What the task requires – Rewrite the data from the line with "Can you find the woman?" up to and including the line with "[[429, 227]]", changing "lips" to "mouth" and leaving everything else unchanged.

Data extracted from a collection

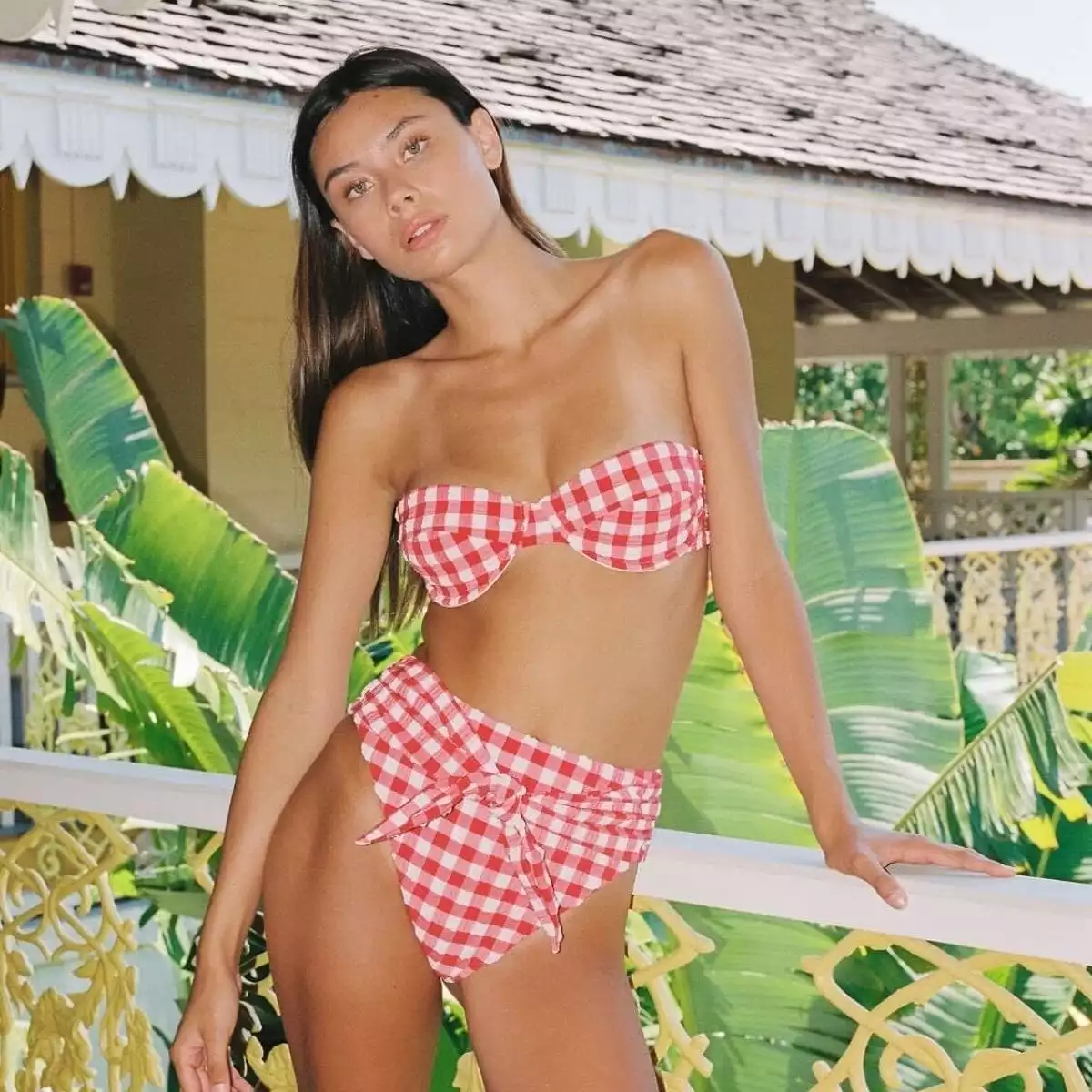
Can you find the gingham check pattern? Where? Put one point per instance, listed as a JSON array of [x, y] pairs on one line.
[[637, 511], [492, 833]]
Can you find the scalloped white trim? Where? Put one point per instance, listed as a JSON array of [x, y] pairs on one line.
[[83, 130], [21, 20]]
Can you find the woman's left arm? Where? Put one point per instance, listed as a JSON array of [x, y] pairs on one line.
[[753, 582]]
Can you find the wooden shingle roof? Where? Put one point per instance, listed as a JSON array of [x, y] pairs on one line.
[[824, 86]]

==

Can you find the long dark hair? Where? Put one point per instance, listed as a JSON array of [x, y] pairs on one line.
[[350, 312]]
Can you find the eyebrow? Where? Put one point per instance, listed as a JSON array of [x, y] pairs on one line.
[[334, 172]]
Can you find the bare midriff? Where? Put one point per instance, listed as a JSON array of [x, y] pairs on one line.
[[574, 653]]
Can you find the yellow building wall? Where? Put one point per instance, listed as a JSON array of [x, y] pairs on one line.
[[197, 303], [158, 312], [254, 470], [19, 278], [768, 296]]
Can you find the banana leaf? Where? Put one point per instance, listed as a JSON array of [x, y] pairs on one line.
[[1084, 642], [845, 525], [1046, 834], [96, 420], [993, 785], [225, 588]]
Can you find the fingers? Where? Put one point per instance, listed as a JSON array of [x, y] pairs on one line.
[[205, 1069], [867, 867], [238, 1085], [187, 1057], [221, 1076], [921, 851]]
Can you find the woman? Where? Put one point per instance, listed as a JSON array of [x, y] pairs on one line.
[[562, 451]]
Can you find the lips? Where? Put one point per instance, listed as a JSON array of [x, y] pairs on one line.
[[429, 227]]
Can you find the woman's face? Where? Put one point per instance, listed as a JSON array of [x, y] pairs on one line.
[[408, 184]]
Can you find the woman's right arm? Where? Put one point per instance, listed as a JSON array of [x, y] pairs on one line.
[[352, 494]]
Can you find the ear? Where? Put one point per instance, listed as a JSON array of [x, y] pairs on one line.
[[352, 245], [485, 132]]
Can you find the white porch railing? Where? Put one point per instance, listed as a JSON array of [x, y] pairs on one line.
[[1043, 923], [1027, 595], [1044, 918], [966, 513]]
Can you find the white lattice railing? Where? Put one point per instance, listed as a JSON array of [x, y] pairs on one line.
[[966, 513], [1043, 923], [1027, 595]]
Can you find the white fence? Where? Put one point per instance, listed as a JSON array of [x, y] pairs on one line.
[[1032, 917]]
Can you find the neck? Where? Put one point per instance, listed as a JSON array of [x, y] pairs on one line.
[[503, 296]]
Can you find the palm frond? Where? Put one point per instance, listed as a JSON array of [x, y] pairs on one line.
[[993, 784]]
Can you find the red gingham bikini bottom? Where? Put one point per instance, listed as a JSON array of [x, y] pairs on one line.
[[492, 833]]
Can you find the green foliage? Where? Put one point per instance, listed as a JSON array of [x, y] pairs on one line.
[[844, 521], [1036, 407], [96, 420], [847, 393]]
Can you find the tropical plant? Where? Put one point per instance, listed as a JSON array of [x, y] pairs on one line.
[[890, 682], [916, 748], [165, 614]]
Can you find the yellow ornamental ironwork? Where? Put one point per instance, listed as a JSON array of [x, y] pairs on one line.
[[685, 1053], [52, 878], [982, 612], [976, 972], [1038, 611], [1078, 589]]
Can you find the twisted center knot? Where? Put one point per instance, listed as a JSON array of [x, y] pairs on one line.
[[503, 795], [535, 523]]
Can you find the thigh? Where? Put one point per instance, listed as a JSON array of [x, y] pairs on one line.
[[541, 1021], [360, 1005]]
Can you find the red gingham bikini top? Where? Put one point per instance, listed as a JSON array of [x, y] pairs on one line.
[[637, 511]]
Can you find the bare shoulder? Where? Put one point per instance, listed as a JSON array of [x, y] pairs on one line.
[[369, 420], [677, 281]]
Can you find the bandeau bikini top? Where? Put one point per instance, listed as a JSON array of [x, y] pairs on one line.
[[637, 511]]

...

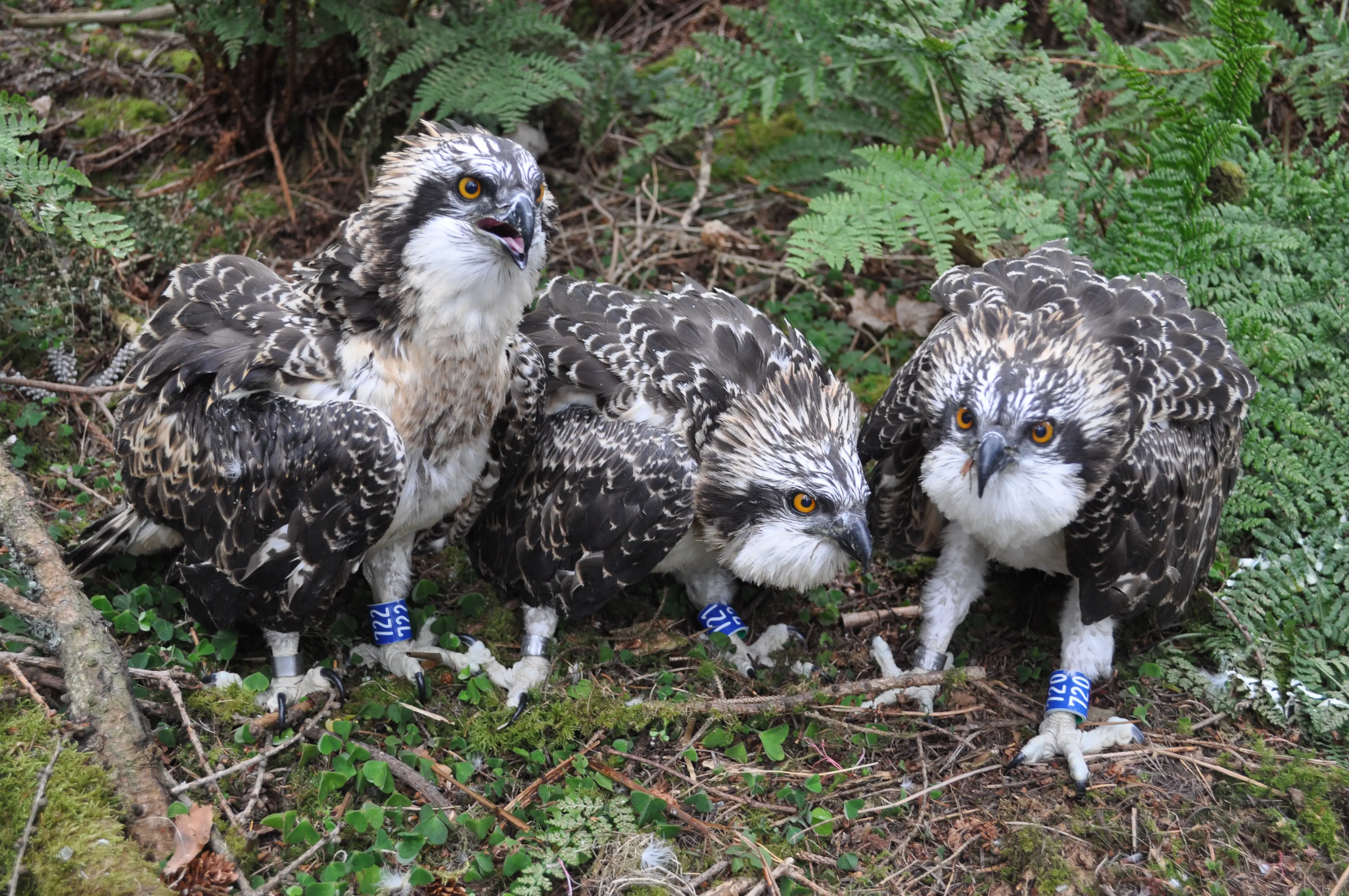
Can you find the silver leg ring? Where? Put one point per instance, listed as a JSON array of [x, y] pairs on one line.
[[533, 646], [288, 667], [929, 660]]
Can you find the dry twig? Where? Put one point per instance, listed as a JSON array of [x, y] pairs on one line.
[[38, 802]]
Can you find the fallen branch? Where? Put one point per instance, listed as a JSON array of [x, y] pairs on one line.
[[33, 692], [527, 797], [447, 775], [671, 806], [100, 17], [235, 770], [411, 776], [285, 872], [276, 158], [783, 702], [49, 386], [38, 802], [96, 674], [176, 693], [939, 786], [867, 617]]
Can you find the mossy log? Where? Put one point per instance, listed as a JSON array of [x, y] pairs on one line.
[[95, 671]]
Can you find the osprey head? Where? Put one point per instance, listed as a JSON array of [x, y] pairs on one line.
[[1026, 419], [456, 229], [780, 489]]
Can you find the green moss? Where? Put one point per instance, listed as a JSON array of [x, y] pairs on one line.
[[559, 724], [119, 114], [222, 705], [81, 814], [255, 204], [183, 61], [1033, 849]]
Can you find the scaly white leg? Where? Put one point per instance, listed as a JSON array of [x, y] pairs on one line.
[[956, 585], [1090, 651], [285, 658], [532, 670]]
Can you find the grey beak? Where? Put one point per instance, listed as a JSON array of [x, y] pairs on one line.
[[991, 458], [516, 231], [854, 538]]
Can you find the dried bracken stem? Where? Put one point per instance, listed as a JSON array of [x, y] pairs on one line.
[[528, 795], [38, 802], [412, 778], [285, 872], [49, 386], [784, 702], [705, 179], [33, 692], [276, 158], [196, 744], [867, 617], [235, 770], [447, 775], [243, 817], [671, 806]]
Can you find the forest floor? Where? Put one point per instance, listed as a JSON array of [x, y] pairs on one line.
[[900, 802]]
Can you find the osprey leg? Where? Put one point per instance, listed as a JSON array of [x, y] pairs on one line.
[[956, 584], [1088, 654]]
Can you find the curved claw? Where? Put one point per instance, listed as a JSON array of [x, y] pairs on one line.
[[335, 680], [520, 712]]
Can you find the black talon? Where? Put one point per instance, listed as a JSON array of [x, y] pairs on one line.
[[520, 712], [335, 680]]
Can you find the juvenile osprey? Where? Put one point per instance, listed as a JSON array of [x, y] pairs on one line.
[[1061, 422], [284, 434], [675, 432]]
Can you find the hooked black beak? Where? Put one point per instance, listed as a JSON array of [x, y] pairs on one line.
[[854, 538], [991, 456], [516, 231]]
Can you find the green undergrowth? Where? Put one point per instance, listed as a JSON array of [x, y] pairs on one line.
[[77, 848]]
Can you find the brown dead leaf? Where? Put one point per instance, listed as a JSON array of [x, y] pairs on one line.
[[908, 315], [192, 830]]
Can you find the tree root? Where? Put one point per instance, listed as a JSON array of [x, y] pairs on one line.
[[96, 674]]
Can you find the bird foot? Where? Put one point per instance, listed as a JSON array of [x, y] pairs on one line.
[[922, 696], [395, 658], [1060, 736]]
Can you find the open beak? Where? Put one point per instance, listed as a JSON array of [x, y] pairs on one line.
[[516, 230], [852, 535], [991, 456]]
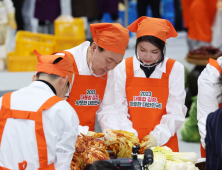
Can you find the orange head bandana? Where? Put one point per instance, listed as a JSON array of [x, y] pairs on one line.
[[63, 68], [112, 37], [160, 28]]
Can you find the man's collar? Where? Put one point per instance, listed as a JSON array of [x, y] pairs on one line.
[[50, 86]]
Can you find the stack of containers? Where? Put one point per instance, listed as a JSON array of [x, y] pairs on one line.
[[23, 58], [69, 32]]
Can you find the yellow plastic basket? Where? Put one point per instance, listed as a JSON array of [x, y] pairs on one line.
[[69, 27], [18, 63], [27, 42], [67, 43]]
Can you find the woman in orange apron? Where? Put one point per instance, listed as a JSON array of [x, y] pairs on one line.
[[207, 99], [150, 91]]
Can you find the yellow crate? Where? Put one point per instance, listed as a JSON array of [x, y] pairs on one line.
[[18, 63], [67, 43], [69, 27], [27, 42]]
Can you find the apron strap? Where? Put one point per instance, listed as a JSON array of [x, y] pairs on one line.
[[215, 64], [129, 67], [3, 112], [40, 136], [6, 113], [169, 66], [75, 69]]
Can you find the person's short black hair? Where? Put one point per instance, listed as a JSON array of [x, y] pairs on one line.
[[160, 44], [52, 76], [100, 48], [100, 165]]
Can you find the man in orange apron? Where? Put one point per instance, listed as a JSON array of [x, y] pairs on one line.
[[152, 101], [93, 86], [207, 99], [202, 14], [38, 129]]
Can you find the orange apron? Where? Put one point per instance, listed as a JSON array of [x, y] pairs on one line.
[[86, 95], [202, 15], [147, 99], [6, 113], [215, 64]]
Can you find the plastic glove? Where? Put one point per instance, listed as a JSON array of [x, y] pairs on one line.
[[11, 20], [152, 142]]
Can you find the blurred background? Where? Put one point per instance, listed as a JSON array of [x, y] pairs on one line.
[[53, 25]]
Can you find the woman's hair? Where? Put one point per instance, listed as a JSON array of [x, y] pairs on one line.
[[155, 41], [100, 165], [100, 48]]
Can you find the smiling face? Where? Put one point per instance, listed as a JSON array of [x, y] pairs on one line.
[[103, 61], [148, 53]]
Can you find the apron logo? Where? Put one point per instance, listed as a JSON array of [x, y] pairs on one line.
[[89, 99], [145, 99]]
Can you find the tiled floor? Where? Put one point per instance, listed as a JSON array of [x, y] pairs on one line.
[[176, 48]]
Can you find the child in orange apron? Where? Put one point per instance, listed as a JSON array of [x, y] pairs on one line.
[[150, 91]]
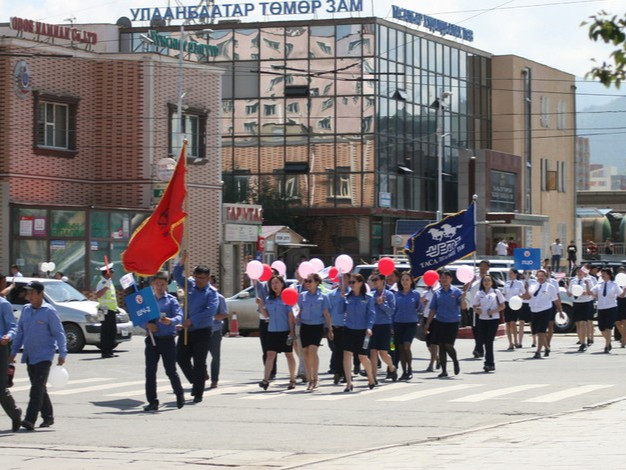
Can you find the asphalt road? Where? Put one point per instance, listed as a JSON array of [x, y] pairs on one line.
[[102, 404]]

Full output –
Can you find the woman? Where? Put one point per instance, listed as a JSON array of [x, y] pairs on one line.
[[562, 451]]
Can you find the mouth? Where? Put one point per instance, listed as a JSON array of [x, y] pairs on one line.
[[429, 227]]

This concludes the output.